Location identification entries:
= = =

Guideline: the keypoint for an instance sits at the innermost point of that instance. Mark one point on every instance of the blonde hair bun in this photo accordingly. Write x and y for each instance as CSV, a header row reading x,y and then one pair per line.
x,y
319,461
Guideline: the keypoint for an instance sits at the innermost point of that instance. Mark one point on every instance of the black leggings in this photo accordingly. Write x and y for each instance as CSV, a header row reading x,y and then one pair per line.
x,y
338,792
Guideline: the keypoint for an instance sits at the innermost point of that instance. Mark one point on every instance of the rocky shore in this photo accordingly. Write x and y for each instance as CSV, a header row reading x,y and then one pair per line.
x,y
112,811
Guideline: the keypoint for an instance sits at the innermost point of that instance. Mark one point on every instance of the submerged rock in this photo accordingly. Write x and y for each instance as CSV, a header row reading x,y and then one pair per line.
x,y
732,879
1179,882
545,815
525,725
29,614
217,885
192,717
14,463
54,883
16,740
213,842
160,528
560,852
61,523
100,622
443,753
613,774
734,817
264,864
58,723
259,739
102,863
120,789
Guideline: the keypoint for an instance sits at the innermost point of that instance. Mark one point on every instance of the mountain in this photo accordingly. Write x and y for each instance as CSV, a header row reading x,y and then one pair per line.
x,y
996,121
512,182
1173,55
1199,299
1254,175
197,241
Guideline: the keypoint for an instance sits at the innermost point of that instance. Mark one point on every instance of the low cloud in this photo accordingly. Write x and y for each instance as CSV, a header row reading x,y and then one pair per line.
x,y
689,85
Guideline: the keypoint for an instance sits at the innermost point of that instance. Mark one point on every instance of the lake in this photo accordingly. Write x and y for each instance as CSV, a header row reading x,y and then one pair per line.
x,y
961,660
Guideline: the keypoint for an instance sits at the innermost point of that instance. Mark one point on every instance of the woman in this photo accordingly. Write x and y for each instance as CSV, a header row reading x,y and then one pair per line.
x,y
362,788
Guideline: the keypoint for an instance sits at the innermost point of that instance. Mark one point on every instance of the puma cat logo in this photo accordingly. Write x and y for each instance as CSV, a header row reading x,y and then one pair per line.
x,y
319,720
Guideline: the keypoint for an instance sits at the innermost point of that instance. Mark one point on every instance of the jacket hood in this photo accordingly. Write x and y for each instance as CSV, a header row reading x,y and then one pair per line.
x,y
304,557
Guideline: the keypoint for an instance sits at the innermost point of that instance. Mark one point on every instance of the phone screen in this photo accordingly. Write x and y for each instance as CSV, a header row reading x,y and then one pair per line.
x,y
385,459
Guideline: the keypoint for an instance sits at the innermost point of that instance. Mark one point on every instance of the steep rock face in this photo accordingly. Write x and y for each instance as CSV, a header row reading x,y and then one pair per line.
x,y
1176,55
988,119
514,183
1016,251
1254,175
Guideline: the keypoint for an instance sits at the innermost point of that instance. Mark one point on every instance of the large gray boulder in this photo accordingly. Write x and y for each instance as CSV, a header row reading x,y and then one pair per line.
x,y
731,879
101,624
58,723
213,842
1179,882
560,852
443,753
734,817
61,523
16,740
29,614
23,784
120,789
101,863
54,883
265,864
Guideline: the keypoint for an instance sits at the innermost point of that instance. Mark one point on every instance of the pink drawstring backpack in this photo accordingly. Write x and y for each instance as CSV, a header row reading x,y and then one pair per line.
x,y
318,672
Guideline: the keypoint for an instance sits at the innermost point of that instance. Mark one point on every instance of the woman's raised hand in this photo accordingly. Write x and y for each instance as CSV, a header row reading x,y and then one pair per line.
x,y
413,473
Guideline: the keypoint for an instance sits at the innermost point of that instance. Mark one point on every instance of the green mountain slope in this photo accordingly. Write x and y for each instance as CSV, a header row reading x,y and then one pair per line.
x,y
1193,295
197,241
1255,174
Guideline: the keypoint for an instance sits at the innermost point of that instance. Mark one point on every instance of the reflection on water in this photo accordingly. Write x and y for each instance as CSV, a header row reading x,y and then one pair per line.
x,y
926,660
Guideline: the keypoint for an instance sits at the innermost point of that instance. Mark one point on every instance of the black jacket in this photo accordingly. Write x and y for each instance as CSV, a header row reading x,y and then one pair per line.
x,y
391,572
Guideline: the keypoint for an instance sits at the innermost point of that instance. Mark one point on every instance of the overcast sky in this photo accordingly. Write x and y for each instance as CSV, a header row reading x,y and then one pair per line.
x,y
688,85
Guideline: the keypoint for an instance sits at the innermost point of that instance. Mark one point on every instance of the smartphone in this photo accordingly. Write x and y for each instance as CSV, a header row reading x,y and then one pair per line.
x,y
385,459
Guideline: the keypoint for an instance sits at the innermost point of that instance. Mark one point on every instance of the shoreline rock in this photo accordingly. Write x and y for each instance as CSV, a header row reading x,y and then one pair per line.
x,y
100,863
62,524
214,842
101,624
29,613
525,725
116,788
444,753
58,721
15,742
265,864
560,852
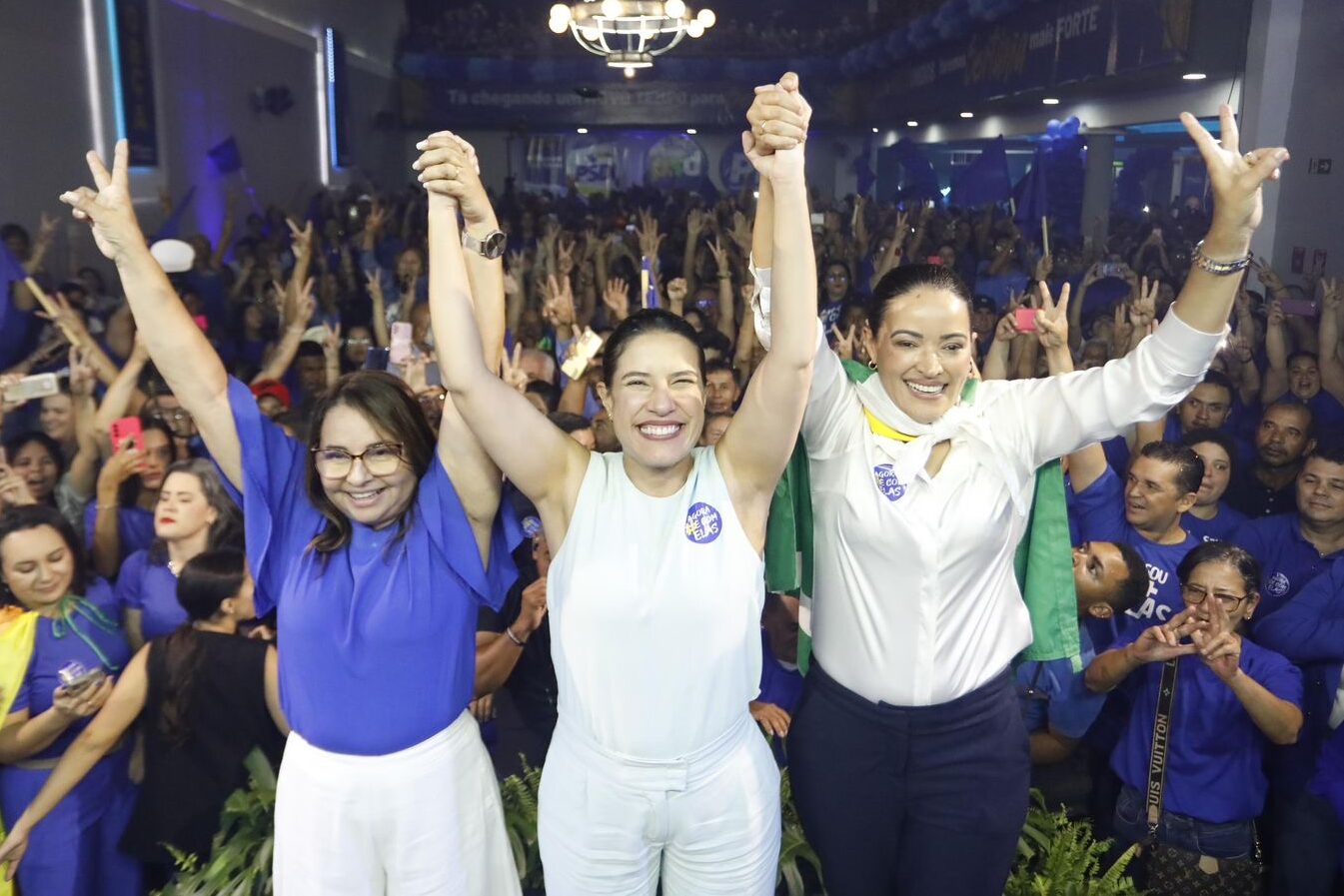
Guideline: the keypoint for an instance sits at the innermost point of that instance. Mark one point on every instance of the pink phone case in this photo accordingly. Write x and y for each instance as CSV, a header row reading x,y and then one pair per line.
x,y
1025,320
127,428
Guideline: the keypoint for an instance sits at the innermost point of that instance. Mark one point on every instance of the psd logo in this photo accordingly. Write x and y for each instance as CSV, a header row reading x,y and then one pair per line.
x,y
884,474
703,522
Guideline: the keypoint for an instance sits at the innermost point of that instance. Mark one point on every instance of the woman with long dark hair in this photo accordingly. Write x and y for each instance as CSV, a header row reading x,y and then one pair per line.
x,y
657,768
206,697
908,756
194,514
59,655
375,545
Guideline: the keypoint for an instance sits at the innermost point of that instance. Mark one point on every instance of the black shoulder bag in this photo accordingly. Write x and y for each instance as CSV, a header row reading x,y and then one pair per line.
x,y
1180,872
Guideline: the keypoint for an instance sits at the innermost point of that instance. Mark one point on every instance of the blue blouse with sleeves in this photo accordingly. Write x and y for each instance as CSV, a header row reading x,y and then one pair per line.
x,y
1215,754
152,588
378,639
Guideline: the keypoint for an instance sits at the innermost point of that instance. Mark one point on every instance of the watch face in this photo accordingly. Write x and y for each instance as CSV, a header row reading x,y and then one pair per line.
x,y
494,245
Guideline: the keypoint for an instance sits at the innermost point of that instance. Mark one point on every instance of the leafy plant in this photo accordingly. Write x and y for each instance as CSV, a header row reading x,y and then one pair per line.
x,y
794,849
1058,856
241,852
519,794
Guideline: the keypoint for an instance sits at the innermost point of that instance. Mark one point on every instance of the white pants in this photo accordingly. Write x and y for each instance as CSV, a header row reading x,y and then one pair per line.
x,y
425,821
709,820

= = =

What you will do>
Your copy of the data should match it exactly, except that pictures are left out.

The response>
Guideline: the keypoint for an instance sits at the innermost point of that instance. Mark one point on every instance of the blonde hair bun in this photo accordingly. Write x and y for each instance as CSV, a header row reading x,y and then one pair per line.
x,y
319,461
Guideline: the keypoint for an instance sits at the innermost point of that instance. Mark one point on every instance of the black leggings in this photo accordingly. Write x and y for each instance as CSV, a header row reading x,y and then one pair per line.
x,y
338,792
Guideline: the keypoint for an instance sits at the innermost point of that instance. Mark one point on every instance of the rocky shore in this photo accordingly. Write x and y for each instance as CSV, a header row reading x,y and then one pair per line.
x,y
112,811
Guideline: the keypoint for an instance sits at the innermost point of that instance. Mark one point on every instance of the submerged rock in this photo accordingly. Write x and y for each instance as CSV, a header row reading x,y and then one pair per line.
x,y
732,879
1179,882
545,815
525,725
29,614
217,885
192,717
14,463
54,883
16,740
213,842
160,528
560,852
61,523
100,622
443,753
613,774
734,817
264,864
58,723
259,739
102,863
120,789
Guideline: the keypoint for an instance sits at the innermost point of that instance. Mark one point on every instance of the mountain in this photo accordingly. Write x and y for each instance as CSV, a header row reading x,y and then one pair per line.
x,y
996,121
512,182
1173,55
1199,299
1254,175
197,241
Guideline: the keypoint for an instance sits at the innermost point of that instance. Mark one point on every instance of the low cloud in this photo accordingly. Write x and y for each instance as CSV, a header row reading x,y and then one pair per line.
x,y
689,85
Guideline: the keypoint for an instance sits at the innermost point of that instance. Mark one point on every instance of the lake in this photo accordingly. Write x and y for each instance as CSV, a header row reading x,y and then one pair per line.
x,y
961,660
Guideline: the keypoint for an instance sits at the innermost point of that instance. Mark one point on every instance of the woman in this photo accordingly. Write x and y for each instance as CSV, a header row reading x,y and then one pair per line.
x,y
362,788
Guideline: the keypoint for an instance sits at the innermost point of that instance. Mark one point on every instance of the puma cat logo in this photo accordingly. Write x and y for each instance as CSV, a header row reading x,y and then one pair per line.
x,y
319,720
Guideline: the keypoint for an instance sits at the innermost point of that instance. Mark one point on every instance of the jacket hood in this photo accordingly. Write x and y for each instance as CSV, a header row reading x,y and then one pair per line.
x,y
304,557
Guideline: the keypoint for an instance sits at the innermost point of that instance. Mark one point on every instance of the phone screen in this photo accordingly. Write x and y for each instance as CSV, a header row reading x,y and then one pair per line.
x,y
385,459
Guideline: the keypoint for an instance sits at the innermost point of that instance. Mark one point on every instance of the steep rock face in this photo accordingly. Write x and y for each instance as CSV, a header row reading x,y and then one pair per line.
x,y
1176,55
988,119
514,183
1016,251
1254,175
Guideline: the keypoint for an instance sits at the innermost point of that instance. Mark one point on every instance of the large gray boulder in this photo accordingly. Write x and y for each instance as CSV, a header row reading x,y and then one pair per line.
x,y
731,879
101,624
58,723
213,842
1179,882
560,852
443,753
734,817
61,523
16,740
29,614
23,784
120,789
101,863
54,883
265,864
Guideline: the keypoint for an instance sits at the innermost point of that instance. Mark one point on every instance of the pink drawstring backpack in this photo accordingly. Write x and y for each instance as CSV, a header row reading x,y and then one pair per line.
x,y
318,672
Guideline: the keypoint for an instance sits at the innermost point of that instance. Mark one point on every instance of the woman's raised hand in this photo accordingly. Write x and y for each instance as CSV, a header row reading x,y and then one pair per line.
x,y
413,473
Guideline: the keypoint for an instance sits at the innermost point of that instance. Mark one point on every instance of the green mountain slope in this photo accordingly. Write x and y for each instance as CSV, a header row reading x,y and then one pair per line.
x,y
1193,295
197,241
1255,174
Guideline: the keypoint for an instance sits at the innermost point of that instance. Mark one point on every instance of the reflection on water in this photo accordingly. Write x and y for each instance as CSV, a header row reading x,y and then one pair per line.
x,y
926,660
Guideline: the keypoint for an instance sits at the innermost point of that instance. Mark one point on every instance of the black jacket in this photo accordingly. Write x and y for each instance as CSV, a header row reading x,y and then one pair per line.
x,y
391,572
Guideline: the keypoint for an instance sits at the innermost point of that instance. Mark one point on every instance of the overcast sky in this photo accordingly. Write x and y for each instance as CSV, a header row reading x,y and then one pair per line.
x,y
688,85
Guideline: the keypoint for an instance sits at the innermost point of that instance. Mark one point on every instance of the smartphone in this photo accordingly. Write x and y for each instance as CSV, a header row reading x,y and then one pair per line.
x,y
385,459
Guideline: the keypoint for an instance sits at the innermost point of that instance. Mark one point on every instance of the shoreline rock in this photo accordingly. Write x and y for each instance as CSV, a header row reading x,y and then one pair per line.
x,y
100,863
62,524
214,842
101,624
29,613
525,725
116,788
444,753
58,721
15,742
265,864
560,852
Guideline: the keypoint for an instance sits at the innermost point of that instance. Mark one point on every instance of the pink phone case in this photo accordingly. Write x and y for each instance as CSV, a header row reading x,y and then one pair per line.
x,y
1025,320
127,428
Guideline: the keypoint for an instance sits at the innermost point of that instance. Mark one point on every instance of the psd logo in this photo accordingly. Write x and y for each instance as CSV, a header row reading x,y and then one pair per line.
x,y
884,474
703,522
Guideline: the keypoint for an instance sits at the innermost point of that instance. Mark one point on every instance of the woman with long dark hair in this photo accordingly. Write x and y for each instance as CSV, a header row reading x,y and then one pair per line.
x,y
657,768
206,697
908,756
194,514
59,655
375,545
Guideline: the keypoint for an instance sits at the innermost point of that instance. Mark one point on every instance of the black shoulder bag in this photo accordingly. Write x and y for each instance as CSV, a header row reading x,y and then one pair per line.
x,y
1180,872
Guideline: the keypoint for an instance sits at the innermost point of that instance. Mark one point on every instance of the blue blouse with sleeves in this photo accordingly. Write x and y for each instance as CSV, a header row reading x,y and then one pair per line.
x,y
1215,754
152,588
378,639
Guideline: the keypoint for an instance sits at the innermost point of that instance. Mark one point on every instance of the watch face in this photo accordingly. Write x and y for each instance as CSV, a header row reading x,y and then one pair per line.
x,y
494,245
Guideline: the keypoint for an instance sits at the innermost point of that instance. Mark one point on every instance of the leafy plant in this photo accordingly. Write x and y for each instance as CSV, a header row reading x,y and then one pair per line.
x,y
794,849
1058,856
241,852
519,794
Guideline: the keypoint for an instance sits at the innermost point of that instance. Mark one point on every instance of the white pants in this photo accordingly. Write x and y for each instance as CSV, a header row reading x,y and then one pair per line.
x,y
425,821
709,820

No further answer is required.